* [EXERCISE] Exactly and only the lines below from the one containing "Outline every instance of the house" down to the one containing "Each instance of the coral" are wanted, both included; please exclude every picture.

* [PROVIDED DATA]

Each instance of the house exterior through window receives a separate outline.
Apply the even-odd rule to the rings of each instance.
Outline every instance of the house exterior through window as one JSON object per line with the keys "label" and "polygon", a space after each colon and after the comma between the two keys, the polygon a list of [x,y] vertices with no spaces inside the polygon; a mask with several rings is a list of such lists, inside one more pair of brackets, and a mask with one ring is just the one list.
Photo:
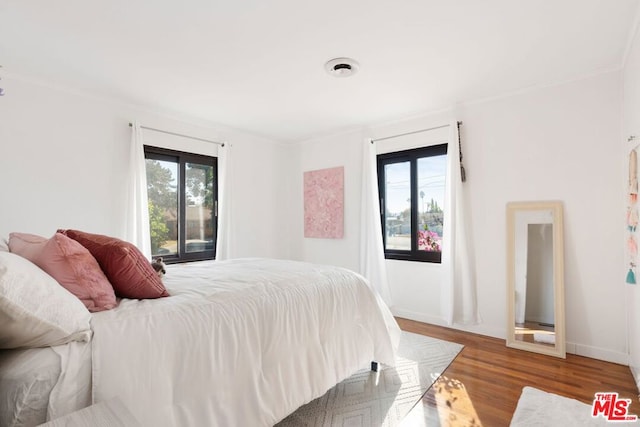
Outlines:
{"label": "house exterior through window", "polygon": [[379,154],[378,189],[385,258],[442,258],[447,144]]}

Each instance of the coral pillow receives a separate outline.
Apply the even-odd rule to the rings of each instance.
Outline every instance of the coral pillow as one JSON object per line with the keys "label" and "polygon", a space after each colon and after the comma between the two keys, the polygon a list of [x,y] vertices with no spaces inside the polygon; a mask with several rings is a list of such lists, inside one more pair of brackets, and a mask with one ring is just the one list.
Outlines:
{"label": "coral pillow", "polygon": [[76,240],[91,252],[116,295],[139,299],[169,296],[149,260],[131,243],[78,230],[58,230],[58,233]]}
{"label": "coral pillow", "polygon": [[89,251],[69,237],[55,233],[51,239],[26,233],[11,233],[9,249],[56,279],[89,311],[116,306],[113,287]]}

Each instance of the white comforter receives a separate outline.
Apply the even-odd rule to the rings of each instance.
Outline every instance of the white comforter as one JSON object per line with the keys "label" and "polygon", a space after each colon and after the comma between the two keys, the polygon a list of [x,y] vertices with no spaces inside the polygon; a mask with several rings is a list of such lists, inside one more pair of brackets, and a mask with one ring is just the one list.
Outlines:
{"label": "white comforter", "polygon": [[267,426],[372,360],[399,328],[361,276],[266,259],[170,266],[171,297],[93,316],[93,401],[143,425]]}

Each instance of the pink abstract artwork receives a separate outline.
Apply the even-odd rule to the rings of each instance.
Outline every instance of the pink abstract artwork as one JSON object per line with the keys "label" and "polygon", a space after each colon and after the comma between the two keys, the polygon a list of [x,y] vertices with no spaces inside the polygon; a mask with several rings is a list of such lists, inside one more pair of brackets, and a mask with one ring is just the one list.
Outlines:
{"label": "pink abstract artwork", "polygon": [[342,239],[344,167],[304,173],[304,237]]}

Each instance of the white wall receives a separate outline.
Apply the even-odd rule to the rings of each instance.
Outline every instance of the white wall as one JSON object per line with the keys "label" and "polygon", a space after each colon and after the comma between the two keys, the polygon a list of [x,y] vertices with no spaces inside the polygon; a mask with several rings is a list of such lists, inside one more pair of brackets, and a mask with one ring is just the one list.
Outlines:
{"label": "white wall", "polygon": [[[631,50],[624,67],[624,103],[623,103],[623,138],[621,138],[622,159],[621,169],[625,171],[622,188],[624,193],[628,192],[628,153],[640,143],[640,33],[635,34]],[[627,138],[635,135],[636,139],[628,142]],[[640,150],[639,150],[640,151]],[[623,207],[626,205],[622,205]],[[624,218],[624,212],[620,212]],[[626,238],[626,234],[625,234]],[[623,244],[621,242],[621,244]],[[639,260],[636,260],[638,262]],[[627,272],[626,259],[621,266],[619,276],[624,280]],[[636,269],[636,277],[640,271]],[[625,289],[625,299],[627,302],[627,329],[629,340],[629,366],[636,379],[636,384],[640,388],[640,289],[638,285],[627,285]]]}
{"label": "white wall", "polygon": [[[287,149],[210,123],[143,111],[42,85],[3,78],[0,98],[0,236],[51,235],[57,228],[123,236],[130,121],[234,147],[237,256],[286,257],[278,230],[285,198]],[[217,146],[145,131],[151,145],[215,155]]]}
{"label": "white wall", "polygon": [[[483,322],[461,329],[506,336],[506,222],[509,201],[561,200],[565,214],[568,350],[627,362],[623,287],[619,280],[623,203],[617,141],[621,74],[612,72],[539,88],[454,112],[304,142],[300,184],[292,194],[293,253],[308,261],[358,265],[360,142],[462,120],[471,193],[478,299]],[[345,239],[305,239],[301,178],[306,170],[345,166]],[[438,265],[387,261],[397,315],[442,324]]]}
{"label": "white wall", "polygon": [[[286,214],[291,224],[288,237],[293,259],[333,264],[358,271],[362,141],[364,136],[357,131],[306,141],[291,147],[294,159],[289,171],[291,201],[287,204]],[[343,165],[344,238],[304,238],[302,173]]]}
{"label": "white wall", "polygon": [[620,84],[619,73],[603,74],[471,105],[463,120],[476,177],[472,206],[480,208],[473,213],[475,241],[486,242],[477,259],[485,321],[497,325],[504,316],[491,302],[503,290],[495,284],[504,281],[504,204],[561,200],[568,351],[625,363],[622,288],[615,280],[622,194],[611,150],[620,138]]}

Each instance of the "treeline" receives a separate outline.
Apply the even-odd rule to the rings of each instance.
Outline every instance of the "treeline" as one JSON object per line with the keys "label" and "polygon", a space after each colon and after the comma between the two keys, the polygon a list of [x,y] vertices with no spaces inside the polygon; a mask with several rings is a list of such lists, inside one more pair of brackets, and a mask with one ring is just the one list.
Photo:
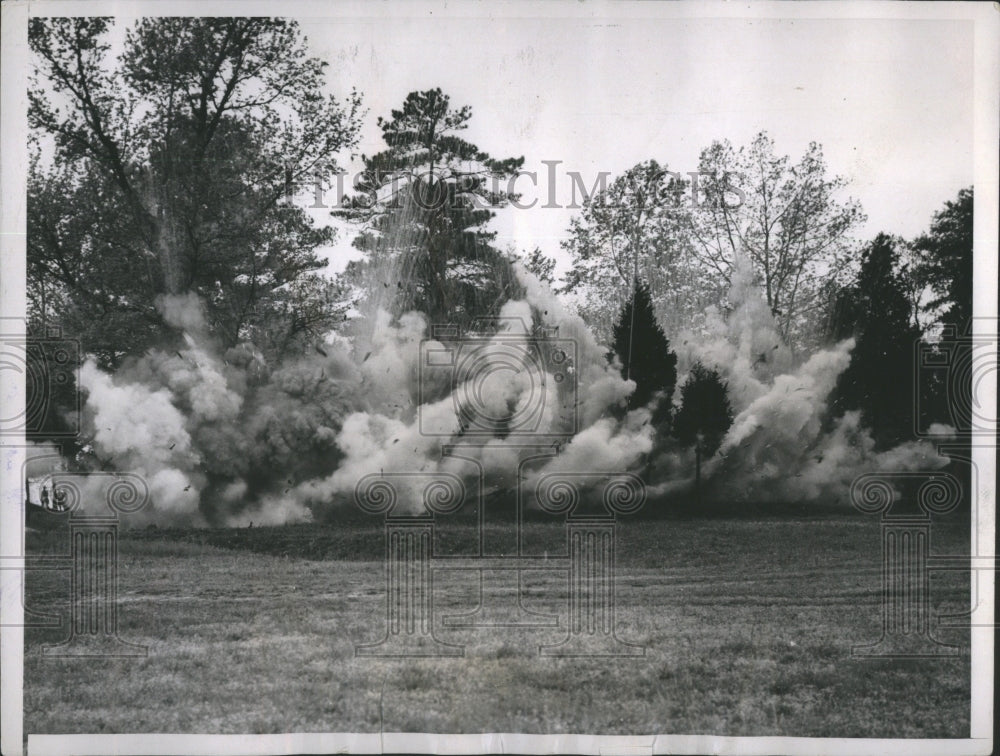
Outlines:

* [SOLUTION TO THIS EXERCISE]
Outline every instance of the house exterior through window as one JSON object per line with the keys "label" and "polygon", a space after each colon and after the comma between the two keys, the polygon a list of [x,y] vertices with no spaces inside the polygon; a mask with several rings is a list of such lists, inside one more pair of brackets, and a mask with one ring is just the one list.
Photo:
Outlines:
{"label": "house exterior through window", "polygon": [[379,154],[378,189],[385,258],[442,258],[447,144]]}

Each instance of the coral pillow receives a separate outline.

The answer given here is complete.